(Aim of the task): Restate word for word only the lines running from the one with "Can you spot the white shoe" to the end of the data, both ends included. Omit any pictures.

(Material to process):
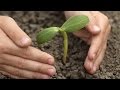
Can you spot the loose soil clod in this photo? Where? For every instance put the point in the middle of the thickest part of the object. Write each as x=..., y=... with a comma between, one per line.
x=31, y=22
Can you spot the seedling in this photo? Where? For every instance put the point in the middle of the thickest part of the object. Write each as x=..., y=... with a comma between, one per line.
x=73, y=24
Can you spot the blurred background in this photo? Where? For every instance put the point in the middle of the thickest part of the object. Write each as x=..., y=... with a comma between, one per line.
x=32, y=21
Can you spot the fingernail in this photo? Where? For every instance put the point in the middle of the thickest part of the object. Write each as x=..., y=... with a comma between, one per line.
x=93, y=56
x=51, y=61
x=51, y=71
x=46, y=77
x=25, y=40
x=96, y=28
x=94, y=69
x=90, y=65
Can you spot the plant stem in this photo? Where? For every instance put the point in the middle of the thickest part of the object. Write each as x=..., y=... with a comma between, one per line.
x=65, y=37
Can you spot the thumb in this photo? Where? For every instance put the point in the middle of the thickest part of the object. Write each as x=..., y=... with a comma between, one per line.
x=14, y=32
x=92, y=27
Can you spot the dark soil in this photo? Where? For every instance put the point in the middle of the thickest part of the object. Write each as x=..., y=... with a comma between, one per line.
x=32, y=21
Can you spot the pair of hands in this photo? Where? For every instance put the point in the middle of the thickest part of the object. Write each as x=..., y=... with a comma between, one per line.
x=20, y=60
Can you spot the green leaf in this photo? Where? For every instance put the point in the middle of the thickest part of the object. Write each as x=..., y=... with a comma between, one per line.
x=75, y=23
x=46, y=34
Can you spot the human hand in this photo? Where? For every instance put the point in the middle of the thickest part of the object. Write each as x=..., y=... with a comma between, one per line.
x=96, y=35
x=17, y=58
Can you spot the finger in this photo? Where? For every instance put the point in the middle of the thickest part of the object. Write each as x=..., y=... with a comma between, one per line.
x=10, y=27
x=28, y=64
x=28, y=53
x=95, y=46
x=98, y=61
x=92, y=26
x=23, y=73
x=82, y=33
x=10, y=75
x=88, y=63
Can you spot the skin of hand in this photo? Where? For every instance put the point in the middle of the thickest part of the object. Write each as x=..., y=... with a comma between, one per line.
x=18, y=58
x=96, y=35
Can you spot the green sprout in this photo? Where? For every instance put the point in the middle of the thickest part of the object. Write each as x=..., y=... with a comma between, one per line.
x=73, y=24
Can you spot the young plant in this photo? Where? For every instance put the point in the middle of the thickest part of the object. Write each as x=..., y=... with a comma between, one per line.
x=73, y=24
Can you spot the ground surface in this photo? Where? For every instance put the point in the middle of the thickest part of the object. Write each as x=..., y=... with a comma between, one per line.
x=31, y=22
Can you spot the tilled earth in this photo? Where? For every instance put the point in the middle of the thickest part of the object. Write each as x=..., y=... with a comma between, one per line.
x=32, y=21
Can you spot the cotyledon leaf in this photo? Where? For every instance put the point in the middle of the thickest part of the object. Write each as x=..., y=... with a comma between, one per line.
x=75, y=23
x=46, y=34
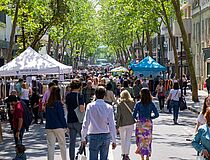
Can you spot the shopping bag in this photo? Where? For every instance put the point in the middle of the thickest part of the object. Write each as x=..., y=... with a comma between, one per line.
x=182, y=104
x=80, y=115
x=200, y=158
x=81, y=154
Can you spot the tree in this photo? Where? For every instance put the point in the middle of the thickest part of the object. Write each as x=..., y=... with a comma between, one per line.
x=176, y=4
x=14, y=24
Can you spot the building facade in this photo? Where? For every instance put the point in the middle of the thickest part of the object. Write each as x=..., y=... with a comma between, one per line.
x=5, y=31
x=201, y=39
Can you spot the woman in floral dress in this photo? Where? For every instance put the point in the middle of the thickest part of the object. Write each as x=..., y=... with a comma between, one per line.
x=143, y=114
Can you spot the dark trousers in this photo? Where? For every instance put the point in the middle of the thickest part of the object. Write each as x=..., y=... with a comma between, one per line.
x=161, y=102
x=36, y=114
x=74, y=129
x=18, y=141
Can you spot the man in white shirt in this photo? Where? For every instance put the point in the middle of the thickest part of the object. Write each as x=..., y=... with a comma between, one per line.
x=99, y=125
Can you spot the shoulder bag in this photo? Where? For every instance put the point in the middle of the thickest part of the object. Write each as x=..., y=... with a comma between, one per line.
x=182, y=103
x=81, y=154
x=80, y=115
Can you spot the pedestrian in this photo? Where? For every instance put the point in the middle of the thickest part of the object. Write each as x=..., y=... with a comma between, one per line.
x=18, y=87
x=174, y=96
x=208, y=84
x=34, y=100
x=151, y=84
x=109, y=96
x=47, y=94
x=99, y=125
x=56, y=125
x=201, y=141
x=88, y=92
x=160, y=89
x=144, y=83
x=184, y=84
x=18, y=114
x=125, y=86
x=136, y=89
x=25, y=93
x=146, y=111
x=10, y=115
x=125, y=122
x=20, y=152
x=73, y=100
x=201, y=120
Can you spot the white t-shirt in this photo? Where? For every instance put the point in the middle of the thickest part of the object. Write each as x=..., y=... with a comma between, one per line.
x=175, y=94
x=201, y=119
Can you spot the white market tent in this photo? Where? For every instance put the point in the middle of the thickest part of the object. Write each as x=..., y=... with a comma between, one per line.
x=30, y=63
x=64, y=68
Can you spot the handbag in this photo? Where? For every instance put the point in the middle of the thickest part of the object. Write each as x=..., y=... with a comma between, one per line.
x=81, y=154
x=161, y=94
x=182, y=104
x=200, y=158
x=80, y=115
x=129, y=110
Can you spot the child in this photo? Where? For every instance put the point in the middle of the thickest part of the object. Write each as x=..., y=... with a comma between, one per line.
x=20, y=152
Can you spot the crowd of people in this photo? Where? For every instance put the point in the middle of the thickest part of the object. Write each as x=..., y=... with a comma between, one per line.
x=111, y=105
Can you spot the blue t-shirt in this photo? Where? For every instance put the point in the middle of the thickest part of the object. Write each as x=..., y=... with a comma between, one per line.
x=72, y=104
x=145, y=111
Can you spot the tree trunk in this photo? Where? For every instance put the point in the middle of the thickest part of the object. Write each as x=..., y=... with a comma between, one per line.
x=23, y=38
x=71, y=54
x=142, y=45
x=149, y=43
x=39, y=35
x=49, y=45
x=172, y=40
x=176, y=5
x=1, y=136
x=12, y=35
x=122, y=57
x=56, y=50
x=139, y=45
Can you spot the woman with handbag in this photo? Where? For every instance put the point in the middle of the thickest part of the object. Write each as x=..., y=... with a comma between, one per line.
x=144, y=109
x=201, y=141
x=55, y=124
x=75, y=103
x=125, y=122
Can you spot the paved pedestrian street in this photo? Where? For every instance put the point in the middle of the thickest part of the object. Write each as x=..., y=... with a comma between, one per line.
x=169, y=141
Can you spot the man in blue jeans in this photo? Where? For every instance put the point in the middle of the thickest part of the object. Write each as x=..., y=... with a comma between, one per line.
x=100, y=127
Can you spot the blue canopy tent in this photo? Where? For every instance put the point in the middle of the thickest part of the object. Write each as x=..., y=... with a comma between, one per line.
x=147, y=66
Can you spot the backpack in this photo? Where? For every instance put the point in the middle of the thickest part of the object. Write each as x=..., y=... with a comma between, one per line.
x=27, y=116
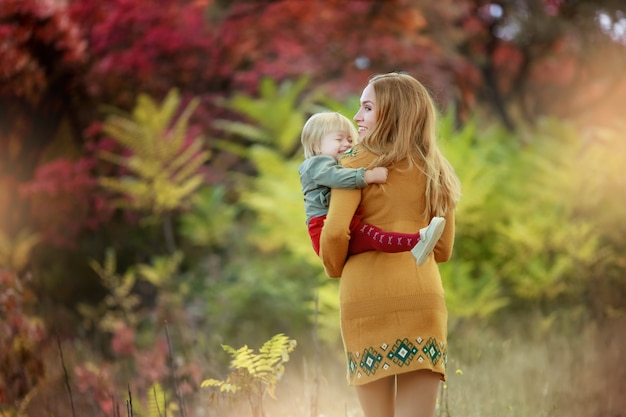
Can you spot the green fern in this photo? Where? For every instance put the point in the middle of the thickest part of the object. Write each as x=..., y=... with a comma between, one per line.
x=255, y=374
x=279, y=128
x=163, y=168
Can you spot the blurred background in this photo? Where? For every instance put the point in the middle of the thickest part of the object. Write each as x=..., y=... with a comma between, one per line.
x=150, y=206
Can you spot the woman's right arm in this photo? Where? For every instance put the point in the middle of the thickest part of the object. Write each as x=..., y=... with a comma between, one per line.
x=336, y=232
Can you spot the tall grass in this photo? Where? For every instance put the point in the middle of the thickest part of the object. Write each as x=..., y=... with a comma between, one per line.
x=529, y=369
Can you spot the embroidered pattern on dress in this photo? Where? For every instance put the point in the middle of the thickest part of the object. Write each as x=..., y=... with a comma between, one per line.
x=399, y=354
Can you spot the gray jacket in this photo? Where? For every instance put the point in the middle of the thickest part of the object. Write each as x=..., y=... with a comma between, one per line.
x=318, y=175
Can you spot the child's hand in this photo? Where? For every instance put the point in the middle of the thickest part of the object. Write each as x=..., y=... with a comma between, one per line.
x=376, y=175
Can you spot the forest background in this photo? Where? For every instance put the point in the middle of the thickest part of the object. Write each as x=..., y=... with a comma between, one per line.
x=150, y=208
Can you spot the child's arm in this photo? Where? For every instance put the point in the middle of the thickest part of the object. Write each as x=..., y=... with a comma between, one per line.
x=325, y=171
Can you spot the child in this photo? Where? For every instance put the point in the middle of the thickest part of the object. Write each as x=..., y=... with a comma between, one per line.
x=326, y=137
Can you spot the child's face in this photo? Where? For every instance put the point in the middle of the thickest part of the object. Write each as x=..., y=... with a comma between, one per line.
x=334, y=144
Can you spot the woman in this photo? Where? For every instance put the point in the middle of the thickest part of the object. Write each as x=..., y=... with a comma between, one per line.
x=393, y=312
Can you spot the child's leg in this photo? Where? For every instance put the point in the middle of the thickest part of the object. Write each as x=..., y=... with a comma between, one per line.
x=315, y=231
x=365, y=237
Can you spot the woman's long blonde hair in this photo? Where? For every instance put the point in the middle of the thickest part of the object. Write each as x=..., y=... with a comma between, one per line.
x=406, y=128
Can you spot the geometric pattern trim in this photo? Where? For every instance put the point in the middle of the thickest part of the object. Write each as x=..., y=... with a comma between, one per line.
x=400, y=353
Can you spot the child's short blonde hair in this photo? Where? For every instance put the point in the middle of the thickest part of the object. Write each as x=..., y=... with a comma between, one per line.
x=321, y=124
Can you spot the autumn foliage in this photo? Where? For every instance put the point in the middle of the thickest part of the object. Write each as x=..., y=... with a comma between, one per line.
x=113, y=114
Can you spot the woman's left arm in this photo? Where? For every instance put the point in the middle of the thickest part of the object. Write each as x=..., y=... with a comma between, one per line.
x=335, y=236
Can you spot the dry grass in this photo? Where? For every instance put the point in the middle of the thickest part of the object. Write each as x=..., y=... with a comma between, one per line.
x=562, y=373
x=525, y=371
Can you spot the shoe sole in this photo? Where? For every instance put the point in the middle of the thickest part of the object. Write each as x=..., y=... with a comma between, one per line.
x=422, y=253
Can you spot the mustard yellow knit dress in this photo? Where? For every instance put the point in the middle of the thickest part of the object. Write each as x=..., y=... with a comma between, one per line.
x=393, y=313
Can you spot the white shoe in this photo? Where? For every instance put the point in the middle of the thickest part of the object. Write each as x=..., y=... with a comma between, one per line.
x=428, y=239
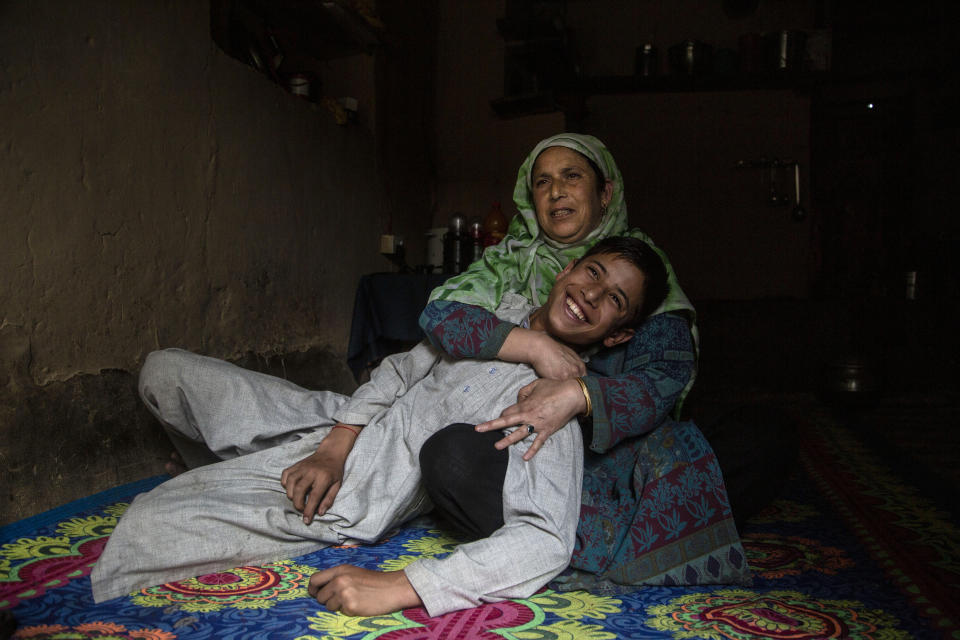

(Answer section):
Can you spot the white shoe in this photo? Where? For every instance put the point in the middle of the thickest part of the object. Write each as x=..., y=... with a comma between, one per line.
x=428, y=239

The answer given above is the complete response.